# Berkley Gulp vs. Gulp Alive!



## nodakoutdoors.com

Okay so if you have been to a fishing section of a sporting goods store lately, you've probably seen the Gulp Alive displays. It's sporting a price tag around $20 for a container, which is quite spendy for artificial bait.

I used Berkley Gulp Alive in 3" Shad the other day for the first time and it did, in fact, outfish the live bait quite dramatically. Now that was one outing, so it's far from any true indication about whether or not it was a fluke or it was the real deal. I have used regular Berkley Gulp in the past and have had great success with it, as it caught my biggest walleye 2 out of the last 4 years.

So my question is, for those who have used Gulp Alive this spring and have used regular Gulp in the past.........have you noticed any difference? Is Gulp Alive that much more effective than regular Gulp?

**Exercise instructions:**
Can you proceed with the forum post comparing Berkley Gulp and Gulp Alive, picking up after its last sentence? The material is not needed for what follows.

**Extracted material:**
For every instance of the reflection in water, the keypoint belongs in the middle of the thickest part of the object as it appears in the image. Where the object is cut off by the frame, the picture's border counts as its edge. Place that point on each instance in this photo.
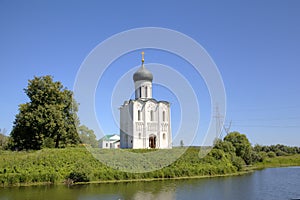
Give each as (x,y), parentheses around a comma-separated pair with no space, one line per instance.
(276,183)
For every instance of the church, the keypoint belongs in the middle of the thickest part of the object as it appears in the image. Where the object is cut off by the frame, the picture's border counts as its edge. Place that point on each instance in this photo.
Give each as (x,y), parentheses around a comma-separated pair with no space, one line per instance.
(145,123)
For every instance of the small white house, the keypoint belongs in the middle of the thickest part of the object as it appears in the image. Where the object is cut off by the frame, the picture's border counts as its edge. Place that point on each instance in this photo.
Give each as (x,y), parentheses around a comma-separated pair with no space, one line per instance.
(110,142)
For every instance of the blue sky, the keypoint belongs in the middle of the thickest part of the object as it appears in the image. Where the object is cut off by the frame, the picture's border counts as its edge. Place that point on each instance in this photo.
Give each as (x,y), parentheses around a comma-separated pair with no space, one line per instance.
(255,45)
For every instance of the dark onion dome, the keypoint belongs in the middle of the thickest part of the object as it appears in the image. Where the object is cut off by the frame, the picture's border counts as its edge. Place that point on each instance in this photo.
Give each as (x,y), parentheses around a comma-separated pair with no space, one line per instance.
(142,74)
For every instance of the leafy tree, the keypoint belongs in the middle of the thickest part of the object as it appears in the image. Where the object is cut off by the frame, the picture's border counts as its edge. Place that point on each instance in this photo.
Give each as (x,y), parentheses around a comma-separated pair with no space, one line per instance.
(226,146)
(87,136)
(49,116)
(241,144)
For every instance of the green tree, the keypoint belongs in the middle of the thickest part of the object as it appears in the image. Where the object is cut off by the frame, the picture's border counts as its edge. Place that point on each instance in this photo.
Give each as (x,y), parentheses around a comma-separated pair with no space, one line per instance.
(87,136)
(242,146)
(49,115)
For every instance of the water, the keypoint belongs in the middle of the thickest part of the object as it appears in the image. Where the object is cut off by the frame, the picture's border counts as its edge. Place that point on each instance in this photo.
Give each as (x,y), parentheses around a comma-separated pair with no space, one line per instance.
(268,184)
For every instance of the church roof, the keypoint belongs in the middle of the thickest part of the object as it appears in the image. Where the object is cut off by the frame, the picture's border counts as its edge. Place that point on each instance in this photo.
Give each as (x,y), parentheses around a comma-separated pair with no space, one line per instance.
(142,74)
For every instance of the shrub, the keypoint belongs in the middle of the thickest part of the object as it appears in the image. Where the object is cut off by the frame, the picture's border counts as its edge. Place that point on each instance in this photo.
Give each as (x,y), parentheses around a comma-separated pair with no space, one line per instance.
(78,177)
(271,154)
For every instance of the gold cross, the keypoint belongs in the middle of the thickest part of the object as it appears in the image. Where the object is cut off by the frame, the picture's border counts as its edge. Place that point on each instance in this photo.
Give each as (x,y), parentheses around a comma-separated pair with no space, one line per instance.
(143,59)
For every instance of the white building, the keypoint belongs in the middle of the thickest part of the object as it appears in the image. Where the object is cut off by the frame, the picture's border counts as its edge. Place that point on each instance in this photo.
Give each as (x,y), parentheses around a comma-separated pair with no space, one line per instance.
(144,121)
(110,142)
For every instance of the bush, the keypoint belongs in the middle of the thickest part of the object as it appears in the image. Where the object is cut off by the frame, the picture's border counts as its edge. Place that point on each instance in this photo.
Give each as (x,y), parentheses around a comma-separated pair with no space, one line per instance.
(78,177)
(271,154)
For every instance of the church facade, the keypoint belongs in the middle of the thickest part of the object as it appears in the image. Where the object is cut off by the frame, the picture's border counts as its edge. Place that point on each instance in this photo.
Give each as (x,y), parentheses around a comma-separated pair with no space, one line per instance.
(145,122)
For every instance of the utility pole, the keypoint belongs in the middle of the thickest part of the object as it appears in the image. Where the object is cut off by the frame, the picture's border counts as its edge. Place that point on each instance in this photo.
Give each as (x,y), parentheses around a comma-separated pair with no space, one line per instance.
(227,130)
(219,121)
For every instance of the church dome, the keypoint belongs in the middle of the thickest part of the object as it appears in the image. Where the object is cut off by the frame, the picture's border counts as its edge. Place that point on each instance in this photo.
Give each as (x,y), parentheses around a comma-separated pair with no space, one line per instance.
(142,74)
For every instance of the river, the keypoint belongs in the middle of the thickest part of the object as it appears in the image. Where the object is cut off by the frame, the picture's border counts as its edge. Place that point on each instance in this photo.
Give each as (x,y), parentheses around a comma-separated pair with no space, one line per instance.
(267,184)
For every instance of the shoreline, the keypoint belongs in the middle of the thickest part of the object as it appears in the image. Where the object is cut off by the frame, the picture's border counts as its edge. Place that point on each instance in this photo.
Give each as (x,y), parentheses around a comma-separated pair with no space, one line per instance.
(247,170)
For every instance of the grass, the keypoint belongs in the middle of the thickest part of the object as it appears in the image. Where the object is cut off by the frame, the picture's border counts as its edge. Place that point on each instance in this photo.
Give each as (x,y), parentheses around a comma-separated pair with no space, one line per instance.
(69,165)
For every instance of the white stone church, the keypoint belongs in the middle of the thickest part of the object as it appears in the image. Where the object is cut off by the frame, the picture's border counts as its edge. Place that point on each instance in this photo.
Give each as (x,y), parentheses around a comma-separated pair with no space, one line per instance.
(145,122)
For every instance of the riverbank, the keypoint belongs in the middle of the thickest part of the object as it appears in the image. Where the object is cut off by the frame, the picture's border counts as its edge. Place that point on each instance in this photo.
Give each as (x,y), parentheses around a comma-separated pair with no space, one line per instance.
(77,166)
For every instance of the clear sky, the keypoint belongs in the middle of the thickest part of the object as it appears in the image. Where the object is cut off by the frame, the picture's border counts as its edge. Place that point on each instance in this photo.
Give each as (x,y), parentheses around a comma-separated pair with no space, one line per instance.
(255,45)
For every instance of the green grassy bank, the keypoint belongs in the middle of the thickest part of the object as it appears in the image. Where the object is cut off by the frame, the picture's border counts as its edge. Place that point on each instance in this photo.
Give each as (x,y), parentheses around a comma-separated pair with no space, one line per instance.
(70,165)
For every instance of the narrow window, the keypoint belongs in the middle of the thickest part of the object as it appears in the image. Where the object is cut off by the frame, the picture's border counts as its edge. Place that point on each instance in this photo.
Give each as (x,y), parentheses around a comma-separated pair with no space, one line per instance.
(151,115)
(139,115)
(140,92)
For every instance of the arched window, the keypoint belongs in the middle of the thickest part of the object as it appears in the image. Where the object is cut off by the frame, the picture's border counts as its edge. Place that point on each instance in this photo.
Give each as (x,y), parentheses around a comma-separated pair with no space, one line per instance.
(151,115)
(140,89)
(139,115)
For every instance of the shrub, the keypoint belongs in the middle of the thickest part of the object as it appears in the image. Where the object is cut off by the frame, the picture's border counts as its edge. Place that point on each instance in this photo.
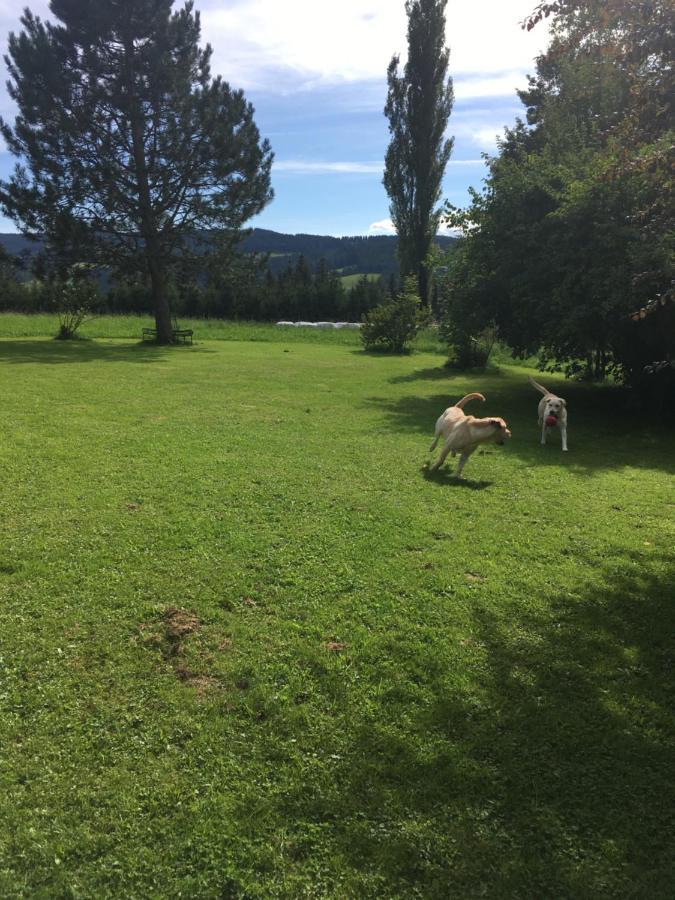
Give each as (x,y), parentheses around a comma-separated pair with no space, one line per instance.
(75,301)
(391,326)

**Exercise output:**
----------



## honkerslayr

I don't know whether to say it outperforms it or not yet. It is very iffy, granted softbaits have come a long ways since the traditional regular plastic. But I still can't say if it out performs it because it all depends on the fish. Some day they might be ver active and bite on anything you throw down there the next day they might not take a thing you throw at them. There really isn't a way to test it so there is a control factor, saying that the fish will bite, depending on what you are using. But IMO I do think it will work and catch you fish to say the least, but for the price I still think I will get regular live bait, but once in awhile I will have to use the Gulp Alive, but I'm still not convinced it is still yet "better" than live bait. But you never know it all depends on the situation of the fish.


----------



## holmsvc

Chris,

How were you using the Gulp Alive? Were you pitching jigs or vertical jigging?


----------



## nodakoutdoors.com

holmsvc said:


> Chris,
> 
> How were you using the Gulp Alive? Were you pitching jigs or vertical jigging?


Both.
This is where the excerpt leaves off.